>> start STORED ROWS

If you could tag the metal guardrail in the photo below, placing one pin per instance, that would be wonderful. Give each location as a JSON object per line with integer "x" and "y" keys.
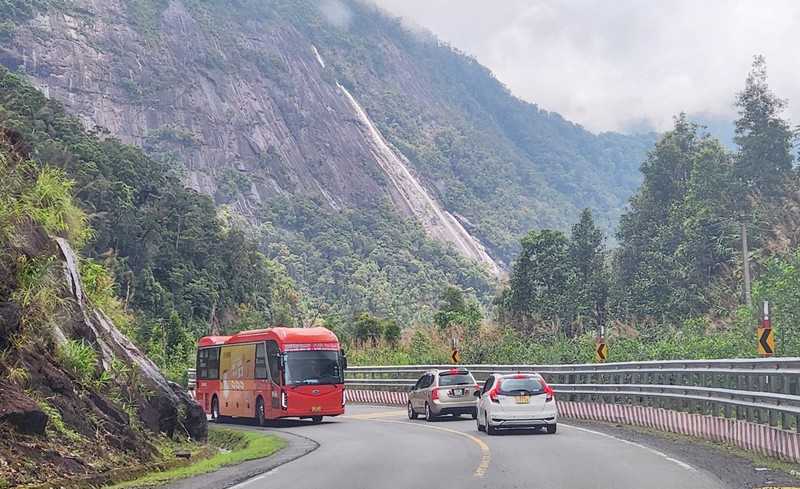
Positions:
{"x": 765, "y": 391}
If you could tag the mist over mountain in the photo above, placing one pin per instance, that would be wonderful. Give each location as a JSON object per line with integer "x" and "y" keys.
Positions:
{"x": 314, "y": 119}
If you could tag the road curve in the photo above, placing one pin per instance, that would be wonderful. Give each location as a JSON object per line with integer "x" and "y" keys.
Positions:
{"x": 378, "y": 447}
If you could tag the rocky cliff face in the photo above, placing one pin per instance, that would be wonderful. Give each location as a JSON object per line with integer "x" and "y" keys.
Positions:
{"x": 249, "y": 100}
{"x": 73, "y": 389}
{"x": 274, "y": 118}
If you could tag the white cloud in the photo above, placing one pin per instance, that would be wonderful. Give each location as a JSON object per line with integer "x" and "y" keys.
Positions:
{"x": 613, "y": 64}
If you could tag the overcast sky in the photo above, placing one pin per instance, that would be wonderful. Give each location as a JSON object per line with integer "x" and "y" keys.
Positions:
{"x": 623, "y": 65}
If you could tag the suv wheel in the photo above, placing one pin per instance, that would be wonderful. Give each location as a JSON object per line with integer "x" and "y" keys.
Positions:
{"x": 411, "y": 413}
{"x": 428, "y": 414}
{"x": 491, "y": 430}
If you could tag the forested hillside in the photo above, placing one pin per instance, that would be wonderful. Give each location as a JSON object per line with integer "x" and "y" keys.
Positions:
{"x": 178, "y": 270}
{"x": 247, "y": 101}
{"x": 77, "y": 399}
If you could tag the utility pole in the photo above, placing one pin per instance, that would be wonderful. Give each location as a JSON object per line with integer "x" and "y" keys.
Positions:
{"x": 746, "y": 261}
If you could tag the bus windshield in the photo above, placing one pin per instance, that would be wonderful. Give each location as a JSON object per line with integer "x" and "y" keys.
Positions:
{"x": 313, "y": 367}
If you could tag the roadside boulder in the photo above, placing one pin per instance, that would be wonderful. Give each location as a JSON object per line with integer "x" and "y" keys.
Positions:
{"x": 21, "y": 412}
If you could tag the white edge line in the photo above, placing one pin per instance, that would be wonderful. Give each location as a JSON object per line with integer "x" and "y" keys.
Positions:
{"x": 255, "y": 479}
{"x": 651, "y": 450}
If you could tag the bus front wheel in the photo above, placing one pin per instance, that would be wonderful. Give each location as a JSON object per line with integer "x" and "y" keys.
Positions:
{"x": 260, "y": 415}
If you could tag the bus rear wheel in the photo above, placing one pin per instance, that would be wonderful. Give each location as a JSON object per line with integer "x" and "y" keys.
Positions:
{"x": 215, "y": 409}
{"x": 260, "y": 415}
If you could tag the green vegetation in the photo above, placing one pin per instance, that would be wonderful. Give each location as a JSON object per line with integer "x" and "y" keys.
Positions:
{"x": 679, "y": 262}
{"x": 79, "y": 358}
{"x": 504, "y": 164}
{"x": 238, "y": 445}
{"x": 358, "y": 260}
{"x": 178, "y": 271}
{"x": 15, "y": 10}
{"x": 673, "y": 289}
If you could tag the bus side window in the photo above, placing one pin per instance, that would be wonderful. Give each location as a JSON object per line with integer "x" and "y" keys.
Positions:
{"x": 273, "y": 357}
{"x": 208, "y": 363}
{"x": 261, "y": 361}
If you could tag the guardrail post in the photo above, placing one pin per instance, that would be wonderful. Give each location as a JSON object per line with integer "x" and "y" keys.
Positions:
{"x": 761, "y": 414}
{"x": 786, "y": 420}
{"x": 739, "y": 409}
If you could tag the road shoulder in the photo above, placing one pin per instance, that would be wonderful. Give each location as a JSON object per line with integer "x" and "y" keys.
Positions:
{"x": 226, "y": 477}
{"x": 733, "y": 469}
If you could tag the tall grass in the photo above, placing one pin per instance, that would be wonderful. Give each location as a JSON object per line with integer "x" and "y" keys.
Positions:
{"x": 80, "y": 359}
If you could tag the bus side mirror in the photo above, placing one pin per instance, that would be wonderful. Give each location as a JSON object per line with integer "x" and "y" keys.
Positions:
{"x": 281, "y": 362}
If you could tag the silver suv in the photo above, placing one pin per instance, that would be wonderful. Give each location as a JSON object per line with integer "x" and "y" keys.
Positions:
{"x": 440, "y": 392}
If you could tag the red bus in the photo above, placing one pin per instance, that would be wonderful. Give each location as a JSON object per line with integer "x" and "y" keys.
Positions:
{"x": 271, "y": 373}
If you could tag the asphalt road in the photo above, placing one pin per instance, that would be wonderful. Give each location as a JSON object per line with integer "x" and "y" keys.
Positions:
{"x": 378, "y": 447}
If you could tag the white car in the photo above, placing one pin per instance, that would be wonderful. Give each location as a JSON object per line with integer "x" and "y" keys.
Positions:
{"x": 522, "y": 400}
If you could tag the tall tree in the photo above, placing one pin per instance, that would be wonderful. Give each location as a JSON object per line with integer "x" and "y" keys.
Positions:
{"x": 651, "y": 231}
{"x": 765, "y": 140}
{"x": 541, "y": 274}
{"x": 590, "y": 277}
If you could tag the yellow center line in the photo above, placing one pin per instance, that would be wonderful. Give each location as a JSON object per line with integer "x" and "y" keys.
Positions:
{"x": 485, "y": 452}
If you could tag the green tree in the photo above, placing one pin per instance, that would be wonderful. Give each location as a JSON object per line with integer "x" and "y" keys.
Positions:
{"x": 540, "y": 277}
{"x": 368, "y": 327}
{"x": 653, "y": 264}
{"x": 765, "y": 140}
{"x": 589, "y": 282}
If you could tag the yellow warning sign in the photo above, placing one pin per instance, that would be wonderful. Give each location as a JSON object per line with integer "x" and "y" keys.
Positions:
{"x": 600, "y": 351}
{"x": 766, "y": 342}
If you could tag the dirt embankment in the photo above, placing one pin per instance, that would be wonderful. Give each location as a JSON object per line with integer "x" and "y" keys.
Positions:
{"x": 76, "y": 397}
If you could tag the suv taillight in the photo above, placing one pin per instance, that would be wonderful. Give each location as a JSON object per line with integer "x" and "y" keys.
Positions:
{"x": 493, "y": 393}
{"x": 547, "y": 390}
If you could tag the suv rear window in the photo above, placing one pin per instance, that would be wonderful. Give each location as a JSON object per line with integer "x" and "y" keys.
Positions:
{"x": 455, "y": 379}
{"x": 525, "y": 386}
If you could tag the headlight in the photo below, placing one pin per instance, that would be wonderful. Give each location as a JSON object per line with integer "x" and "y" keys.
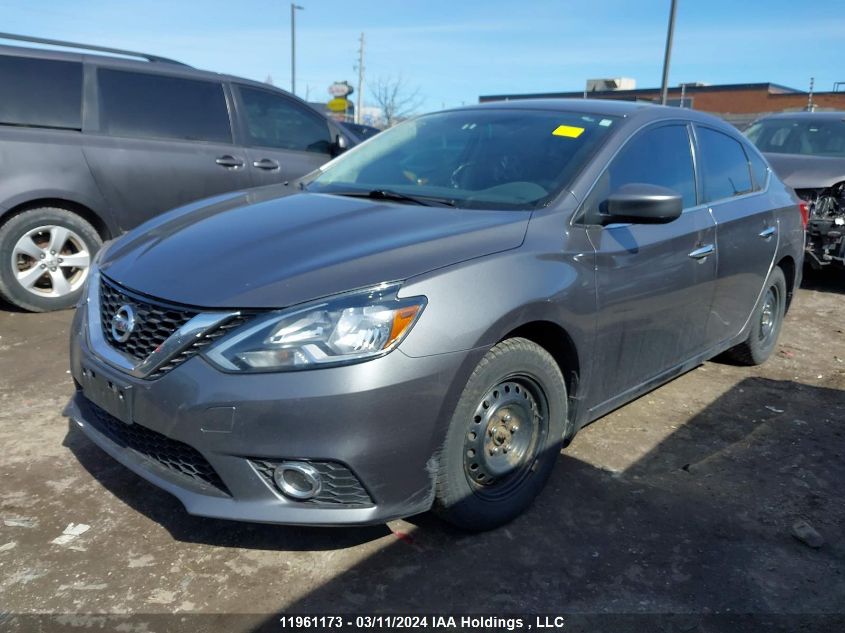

>> end STORED ROWS

> OBJECTIVE
Reproduce verbatim every line from the one containing "If you could tag the yellow warning" through the final line of the items, inclusive. Omit the pictures.

> CORRECT OUTPUT
If you could tag the yellow warning sign in the photo above, placing one pin per instance, that would be wonderful. Give each location as a JSON object per line with integer "x" and "y" keys.
Positions:
{"x": 600, "y": 351}
{"x": 766, "y": 342}
If you could tag the dirt embankment in the photo above, placing one pin per instance, that would be wonderful. Give each location as a JSON object per line with integer "x" and "y" keys.
Positions:
{"x": 76, "y": 397}
If you could tag the suv taillight in the photo above, placing one pin per instance, that would be wonderful. Give each location as a JSON object per line with integer "x" and "y" keys.
Positions:
{"x": 493, "y": 393}
{"x": 547, "y": 390}
If you could tag the suv rear window in the photo above, placing one pin per instance, that would be wonderful. Give each location as a JSON object per line with integer "x" and "y" keys.
Positions:
{"x": 455, "y": 379}
{"x": 525, "y": 386}
If you could tag the headlight in the photo below, placing one pin per instance, that would be wonderful. Give each location as a JSON object per line with integer "x" and "y" keys.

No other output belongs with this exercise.